== Document section ==
Nicolas Gestin (born 30 March 2000) is a French slalom canoeist who has competed at the international level since 2016. He is from Tréméven, Finistère in Brittany.

Career

Junior
Gestin began paddling with his local club, Canoë Kayak Club Quimperlé. He made his first junior team in 2016, finishing 5th individually at the Junior Worlds in Kraków, also earning a bronze in the C1 team event. Nicolas received €1,000 from the Quimperlé community to help finance international travel. He dislocated his shoulder in August 2016, resulting in him missing the 2016 Junior Europeans and selection for the 2017 team. Gestin's breakthrough season was his last as a junior, where he earned four medals and made two World Cup finals. At the 2018 Junior Europeans he won a silver medal in both C1 and C1 team, followed by a gold in C1 team and a bronze individually at the 2018 Junior Worlds in Ivrea.

U23
Gestin has won three medals at the U23 World Championships with two golds in C1 (2019, 2021) and a bronze in the C1 team event (2021). By winning the 2021 championship, Gestin became only the second athlete to win the title twice (after Roberto Colazingari) and the first to win it at consecutive events. Nicolas also won a gold medal in C1 at the 2019 U23 Europeans, an event which he did not compete in the following two years (in 2021 in order to prepare for the World Championships).

== What is required ==
Reproduce the Nicolas Gestin biography word for word, from "Nicolas Gestin (born" up to and including "Worlds in Ivrea.".

== Records shown ==
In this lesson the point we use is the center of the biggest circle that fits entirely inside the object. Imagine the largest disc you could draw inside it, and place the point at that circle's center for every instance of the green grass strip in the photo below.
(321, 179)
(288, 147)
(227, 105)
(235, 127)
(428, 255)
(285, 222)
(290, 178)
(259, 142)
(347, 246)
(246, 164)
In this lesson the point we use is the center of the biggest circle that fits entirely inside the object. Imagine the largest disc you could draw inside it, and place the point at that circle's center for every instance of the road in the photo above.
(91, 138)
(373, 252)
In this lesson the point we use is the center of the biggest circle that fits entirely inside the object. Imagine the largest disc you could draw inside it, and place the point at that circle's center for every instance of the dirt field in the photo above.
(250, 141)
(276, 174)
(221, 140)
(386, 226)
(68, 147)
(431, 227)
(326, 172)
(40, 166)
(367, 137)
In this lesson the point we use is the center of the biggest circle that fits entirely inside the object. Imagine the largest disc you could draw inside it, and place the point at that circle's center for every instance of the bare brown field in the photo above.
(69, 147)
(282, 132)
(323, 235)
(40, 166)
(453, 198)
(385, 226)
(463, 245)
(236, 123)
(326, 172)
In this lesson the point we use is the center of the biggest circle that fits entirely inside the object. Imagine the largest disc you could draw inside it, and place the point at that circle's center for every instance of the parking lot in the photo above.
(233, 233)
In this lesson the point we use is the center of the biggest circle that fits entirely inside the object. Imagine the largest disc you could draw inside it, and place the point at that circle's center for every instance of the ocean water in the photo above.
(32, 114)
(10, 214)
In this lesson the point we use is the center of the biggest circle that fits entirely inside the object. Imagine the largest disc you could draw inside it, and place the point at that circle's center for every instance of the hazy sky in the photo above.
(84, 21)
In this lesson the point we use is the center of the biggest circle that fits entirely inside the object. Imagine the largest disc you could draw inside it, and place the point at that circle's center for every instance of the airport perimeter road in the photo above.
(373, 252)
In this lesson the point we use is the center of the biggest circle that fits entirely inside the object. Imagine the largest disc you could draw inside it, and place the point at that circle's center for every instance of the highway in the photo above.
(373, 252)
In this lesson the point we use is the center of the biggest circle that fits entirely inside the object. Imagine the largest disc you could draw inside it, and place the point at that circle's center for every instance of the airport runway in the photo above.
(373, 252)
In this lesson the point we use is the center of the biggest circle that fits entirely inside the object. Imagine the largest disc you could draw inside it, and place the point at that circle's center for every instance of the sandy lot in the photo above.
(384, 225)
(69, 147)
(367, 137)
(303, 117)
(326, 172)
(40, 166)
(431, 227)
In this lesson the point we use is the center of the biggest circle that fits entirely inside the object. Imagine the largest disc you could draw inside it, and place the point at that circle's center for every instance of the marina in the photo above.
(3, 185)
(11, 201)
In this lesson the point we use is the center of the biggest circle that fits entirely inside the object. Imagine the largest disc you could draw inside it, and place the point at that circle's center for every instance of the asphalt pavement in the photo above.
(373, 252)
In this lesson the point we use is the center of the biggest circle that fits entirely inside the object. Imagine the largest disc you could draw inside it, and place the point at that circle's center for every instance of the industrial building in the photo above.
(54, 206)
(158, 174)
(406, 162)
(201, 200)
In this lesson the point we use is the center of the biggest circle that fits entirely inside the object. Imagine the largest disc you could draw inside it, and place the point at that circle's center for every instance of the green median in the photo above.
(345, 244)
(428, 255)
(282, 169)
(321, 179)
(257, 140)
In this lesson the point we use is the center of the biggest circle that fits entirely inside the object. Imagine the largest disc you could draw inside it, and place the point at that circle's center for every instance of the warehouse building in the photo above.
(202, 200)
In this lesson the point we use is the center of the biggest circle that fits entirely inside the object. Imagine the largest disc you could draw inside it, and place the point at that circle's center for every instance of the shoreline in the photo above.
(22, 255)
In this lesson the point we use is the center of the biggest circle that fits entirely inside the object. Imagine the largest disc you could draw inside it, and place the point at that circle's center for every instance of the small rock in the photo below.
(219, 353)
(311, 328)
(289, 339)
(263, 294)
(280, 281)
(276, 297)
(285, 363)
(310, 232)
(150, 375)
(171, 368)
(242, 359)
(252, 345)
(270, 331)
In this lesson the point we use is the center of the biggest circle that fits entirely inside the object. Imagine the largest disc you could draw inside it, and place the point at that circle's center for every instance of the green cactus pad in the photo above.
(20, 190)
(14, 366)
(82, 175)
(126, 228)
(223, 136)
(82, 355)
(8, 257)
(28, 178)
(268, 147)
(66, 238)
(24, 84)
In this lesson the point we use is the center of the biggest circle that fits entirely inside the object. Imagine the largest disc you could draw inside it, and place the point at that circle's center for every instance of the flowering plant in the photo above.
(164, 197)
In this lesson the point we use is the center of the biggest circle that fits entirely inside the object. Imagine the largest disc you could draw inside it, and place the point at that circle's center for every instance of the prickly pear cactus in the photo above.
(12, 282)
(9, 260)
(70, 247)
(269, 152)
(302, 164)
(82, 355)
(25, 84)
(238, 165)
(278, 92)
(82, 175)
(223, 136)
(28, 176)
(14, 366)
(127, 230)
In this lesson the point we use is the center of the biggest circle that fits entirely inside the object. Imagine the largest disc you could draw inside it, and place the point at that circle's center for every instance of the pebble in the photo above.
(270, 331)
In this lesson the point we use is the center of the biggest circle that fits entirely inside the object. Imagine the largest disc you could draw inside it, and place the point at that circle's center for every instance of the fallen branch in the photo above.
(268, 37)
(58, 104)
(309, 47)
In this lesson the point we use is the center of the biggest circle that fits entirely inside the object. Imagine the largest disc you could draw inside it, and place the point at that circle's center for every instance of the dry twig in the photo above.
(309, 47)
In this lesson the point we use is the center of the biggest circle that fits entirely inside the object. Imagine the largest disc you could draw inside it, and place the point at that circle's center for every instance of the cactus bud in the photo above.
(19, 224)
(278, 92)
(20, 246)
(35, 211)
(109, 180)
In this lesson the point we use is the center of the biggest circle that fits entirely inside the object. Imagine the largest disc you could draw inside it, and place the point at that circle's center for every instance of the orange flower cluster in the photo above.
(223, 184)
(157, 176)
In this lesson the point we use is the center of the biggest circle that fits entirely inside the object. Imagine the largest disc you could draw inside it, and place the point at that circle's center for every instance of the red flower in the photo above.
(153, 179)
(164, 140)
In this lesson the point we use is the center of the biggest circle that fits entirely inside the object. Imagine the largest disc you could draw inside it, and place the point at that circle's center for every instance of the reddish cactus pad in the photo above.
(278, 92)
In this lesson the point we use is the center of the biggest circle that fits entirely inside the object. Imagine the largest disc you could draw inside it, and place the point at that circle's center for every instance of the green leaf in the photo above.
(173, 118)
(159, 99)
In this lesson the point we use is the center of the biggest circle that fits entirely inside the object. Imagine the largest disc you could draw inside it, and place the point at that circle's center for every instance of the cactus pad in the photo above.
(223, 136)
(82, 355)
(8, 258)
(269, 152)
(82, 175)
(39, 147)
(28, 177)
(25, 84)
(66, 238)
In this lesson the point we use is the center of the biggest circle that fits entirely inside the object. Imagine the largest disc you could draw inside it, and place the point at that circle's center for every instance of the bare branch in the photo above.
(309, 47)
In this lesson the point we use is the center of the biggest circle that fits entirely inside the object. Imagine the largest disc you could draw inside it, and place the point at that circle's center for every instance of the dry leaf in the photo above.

== Finished exercise ==
Nicolas Gestin (born 30 March 2000) is a French slalom canoeist who has competed at the international level since 2016. He is from Tréméven, Finistère in Brittany.

Career

Junior
Gestin began paddling with his local club, Canoë Kayak Club Quimperlé. He made his first junior team in 2016, finishing 5th individually at the Junior Worlds in Kraków, also earning a bronze in the C1 team event. Nicolas received €1,000 from the Quimperlé community to help finance international travel. He dislocated his shoulder in August 2016, resulting in him missing the 2016 Junior Europeans and selection for the 2017 team. Gestin's breakthrough season was his last as a junior, where he earned four medals and made two World Cup finals. At the 2018 Junior Europeans he won a silver medal in both C1 and C1 team, followed by a gold in C1 team and a bronze individually at the 2018 Junior Worlds in Ivrea.